====== Rows

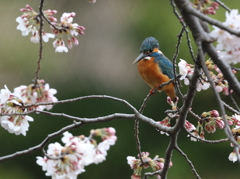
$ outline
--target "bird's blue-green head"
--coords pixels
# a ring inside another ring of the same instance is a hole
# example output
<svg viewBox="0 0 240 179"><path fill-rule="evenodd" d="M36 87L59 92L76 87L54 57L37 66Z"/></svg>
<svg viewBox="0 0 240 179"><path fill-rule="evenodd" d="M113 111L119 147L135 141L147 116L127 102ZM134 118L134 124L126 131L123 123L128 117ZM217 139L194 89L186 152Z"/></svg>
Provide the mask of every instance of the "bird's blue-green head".
<svg viewBox="0 0 240 179"><path fill-rule="evenodd" d="M155 48L159 49L159 43L157 39L154 37L147 37L144 39L140 47L140 55L134 60L133 64L144 58L147 58Z"/></svg>
<svg viewBox="0 0 240 179"><path fill-rule="evenodd" d="M154 37L147 37L142 42L140 53L151 53L154 48L159 48L159 43Z"/></svg>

============

[Instructions to follow]: Please render the records above as a two-column CSV with the headers "input" and "output". Each record gets one row, with its text and its answer each in a single quoted field, line breaks replaced by spaces, and the pictures left out.

[Full output]:
input,output
"$ outline --target ""bird's blue-green head"" --coords pixels # a ring inside another ring of the same instance is a hole # example output <svg viewBox=""0 0 240 179""><path fill-rule=""evenodd"" d=""M36 87L59 92L76 87L54 57L37 66Z""/></svg> <svg viewBox=""0 0 240 179""><path fill-rule=""evenodd"" d=""M113 111L119 147L135 141L147 116L127 102ZM134 118L134 124L126 131L123 123L128 117ZM217 139L194 89L186 152Z""/></svg> Provide the mask of every instance of the ""bird's blue-green head"".","<svg viewBox=""0 0 240 179""><path fill-rule=""evenodd"" d=""M155 48L159 49L159 43L157 39L154 37L147 37L144 39L140 47L140 55L134 60L133 64L144 58L147 58Z""/></svg> <svg viewBox=""0 0 240 179""><path fill-rule=""evenodd"" d=""M154 37L147 37L142 42L140 53L151 53L154 48L159 48L159 43Z""/></svg>"